## Begin Given data
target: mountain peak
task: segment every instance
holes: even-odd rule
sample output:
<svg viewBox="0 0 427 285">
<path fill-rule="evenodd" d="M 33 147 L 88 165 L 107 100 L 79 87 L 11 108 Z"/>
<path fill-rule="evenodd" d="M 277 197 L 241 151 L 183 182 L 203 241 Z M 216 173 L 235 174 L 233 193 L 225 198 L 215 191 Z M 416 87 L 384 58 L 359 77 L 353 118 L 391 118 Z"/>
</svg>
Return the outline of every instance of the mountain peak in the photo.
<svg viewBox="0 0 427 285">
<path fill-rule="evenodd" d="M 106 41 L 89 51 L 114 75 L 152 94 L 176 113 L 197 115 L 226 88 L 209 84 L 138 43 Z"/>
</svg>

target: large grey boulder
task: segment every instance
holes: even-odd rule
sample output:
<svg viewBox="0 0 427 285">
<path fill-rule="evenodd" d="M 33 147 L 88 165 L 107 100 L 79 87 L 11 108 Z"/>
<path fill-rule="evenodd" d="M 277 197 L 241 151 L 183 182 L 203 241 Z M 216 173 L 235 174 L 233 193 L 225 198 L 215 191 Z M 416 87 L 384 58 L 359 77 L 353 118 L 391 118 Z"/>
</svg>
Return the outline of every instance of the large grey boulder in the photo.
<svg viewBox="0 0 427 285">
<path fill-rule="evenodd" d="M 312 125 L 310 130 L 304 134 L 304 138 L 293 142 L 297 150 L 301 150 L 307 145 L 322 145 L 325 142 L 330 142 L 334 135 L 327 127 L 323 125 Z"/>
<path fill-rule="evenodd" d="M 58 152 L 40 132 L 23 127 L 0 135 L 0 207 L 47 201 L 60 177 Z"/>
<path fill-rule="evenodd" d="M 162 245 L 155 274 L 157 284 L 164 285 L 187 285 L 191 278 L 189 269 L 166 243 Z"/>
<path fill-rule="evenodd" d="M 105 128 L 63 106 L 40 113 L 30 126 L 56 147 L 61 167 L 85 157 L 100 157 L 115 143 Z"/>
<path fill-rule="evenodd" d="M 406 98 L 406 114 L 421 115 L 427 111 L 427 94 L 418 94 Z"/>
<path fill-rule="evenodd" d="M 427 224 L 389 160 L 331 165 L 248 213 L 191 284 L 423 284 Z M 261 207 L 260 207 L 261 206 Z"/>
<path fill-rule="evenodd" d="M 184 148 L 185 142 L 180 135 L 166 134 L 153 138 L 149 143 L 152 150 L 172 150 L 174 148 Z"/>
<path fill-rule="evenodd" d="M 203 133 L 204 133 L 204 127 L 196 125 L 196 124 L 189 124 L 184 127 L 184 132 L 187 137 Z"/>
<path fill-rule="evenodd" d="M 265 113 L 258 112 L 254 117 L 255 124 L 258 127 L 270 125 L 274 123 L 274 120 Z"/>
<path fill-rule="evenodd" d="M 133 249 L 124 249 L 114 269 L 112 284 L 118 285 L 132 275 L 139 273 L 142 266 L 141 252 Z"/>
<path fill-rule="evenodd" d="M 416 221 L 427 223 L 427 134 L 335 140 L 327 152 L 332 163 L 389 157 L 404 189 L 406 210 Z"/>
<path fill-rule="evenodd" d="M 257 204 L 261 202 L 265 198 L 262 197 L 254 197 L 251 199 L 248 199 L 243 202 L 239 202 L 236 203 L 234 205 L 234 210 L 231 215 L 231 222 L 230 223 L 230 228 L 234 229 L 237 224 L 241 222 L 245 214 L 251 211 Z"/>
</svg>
## End Given data
Pull out each line of the records above that contains the word "every".

task: segment every instance
Return the outline of every instance of the mountain peak in the photo.
task: segment every instance
Return the outline of every instance of the large grey boulder in the photo.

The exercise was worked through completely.